**Point localization data:**
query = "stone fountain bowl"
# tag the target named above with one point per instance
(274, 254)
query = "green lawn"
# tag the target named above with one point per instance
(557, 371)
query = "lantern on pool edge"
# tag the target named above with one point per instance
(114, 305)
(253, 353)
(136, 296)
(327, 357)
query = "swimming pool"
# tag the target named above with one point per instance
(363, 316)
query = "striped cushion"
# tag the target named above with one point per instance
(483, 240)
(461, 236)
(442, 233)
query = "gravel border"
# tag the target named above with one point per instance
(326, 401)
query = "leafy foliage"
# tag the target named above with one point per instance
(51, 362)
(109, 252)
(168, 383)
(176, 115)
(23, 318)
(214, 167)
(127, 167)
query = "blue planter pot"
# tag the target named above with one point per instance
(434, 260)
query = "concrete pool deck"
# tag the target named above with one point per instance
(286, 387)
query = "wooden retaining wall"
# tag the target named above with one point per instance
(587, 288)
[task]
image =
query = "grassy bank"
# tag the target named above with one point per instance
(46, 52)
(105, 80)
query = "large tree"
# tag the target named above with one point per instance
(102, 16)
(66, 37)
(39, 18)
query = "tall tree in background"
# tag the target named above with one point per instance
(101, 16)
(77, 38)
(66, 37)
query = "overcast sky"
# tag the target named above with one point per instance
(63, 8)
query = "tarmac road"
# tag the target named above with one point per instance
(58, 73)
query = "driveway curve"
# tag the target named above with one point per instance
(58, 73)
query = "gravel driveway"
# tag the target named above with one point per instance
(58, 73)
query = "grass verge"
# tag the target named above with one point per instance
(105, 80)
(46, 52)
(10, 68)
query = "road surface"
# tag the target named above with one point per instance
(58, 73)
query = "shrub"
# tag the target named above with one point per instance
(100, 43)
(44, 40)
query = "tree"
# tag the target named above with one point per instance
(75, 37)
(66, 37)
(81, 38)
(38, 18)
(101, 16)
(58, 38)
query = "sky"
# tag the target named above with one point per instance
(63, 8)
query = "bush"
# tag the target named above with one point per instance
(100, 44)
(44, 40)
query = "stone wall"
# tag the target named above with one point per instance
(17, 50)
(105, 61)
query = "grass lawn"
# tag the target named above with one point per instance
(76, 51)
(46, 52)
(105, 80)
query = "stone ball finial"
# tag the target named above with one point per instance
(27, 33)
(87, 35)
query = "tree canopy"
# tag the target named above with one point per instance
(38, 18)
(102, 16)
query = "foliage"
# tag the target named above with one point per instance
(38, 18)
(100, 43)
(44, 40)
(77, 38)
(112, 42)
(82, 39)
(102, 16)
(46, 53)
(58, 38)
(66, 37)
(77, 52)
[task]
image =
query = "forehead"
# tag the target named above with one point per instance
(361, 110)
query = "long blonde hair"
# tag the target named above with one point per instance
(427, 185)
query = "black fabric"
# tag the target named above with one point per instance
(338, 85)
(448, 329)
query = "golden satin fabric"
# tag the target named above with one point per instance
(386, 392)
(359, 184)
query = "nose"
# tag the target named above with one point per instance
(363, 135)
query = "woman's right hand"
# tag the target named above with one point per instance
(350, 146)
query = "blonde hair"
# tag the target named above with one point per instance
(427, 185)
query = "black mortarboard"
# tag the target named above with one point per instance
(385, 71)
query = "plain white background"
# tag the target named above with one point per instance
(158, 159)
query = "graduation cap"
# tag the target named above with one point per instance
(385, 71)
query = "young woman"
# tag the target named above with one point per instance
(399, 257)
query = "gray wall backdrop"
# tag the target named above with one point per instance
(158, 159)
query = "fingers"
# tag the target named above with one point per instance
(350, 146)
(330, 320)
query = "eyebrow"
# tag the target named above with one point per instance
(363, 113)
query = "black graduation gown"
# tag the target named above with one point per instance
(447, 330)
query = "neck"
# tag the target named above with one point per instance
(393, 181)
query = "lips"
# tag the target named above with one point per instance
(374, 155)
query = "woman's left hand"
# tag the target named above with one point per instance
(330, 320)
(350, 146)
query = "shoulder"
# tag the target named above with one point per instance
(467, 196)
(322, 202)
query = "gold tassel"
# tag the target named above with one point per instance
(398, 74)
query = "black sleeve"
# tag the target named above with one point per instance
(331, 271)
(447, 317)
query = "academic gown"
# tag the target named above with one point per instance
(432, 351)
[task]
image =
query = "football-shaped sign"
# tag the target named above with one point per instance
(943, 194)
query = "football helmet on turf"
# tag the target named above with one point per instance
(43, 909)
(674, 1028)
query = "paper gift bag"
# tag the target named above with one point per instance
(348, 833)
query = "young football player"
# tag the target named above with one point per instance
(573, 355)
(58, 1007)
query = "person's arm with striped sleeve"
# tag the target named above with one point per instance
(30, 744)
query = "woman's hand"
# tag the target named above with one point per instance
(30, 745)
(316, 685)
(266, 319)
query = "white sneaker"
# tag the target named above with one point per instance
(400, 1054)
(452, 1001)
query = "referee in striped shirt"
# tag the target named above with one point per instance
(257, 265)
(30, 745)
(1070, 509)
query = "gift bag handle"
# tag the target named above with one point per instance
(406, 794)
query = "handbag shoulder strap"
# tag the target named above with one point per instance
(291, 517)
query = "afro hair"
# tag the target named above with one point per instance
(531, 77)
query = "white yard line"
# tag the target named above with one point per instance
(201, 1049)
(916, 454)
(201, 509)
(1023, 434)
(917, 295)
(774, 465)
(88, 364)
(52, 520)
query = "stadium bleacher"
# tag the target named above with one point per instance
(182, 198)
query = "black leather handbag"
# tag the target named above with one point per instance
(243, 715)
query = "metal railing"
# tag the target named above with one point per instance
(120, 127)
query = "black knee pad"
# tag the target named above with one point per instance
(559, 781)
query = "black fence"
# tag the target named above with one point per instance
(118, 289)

**What needs to be done:** Scan the entries and show every line in which the word "football" is found.

**Written solution:**
query = "football-shaped sign"
query = "football helmet on turf"
query = "young football player"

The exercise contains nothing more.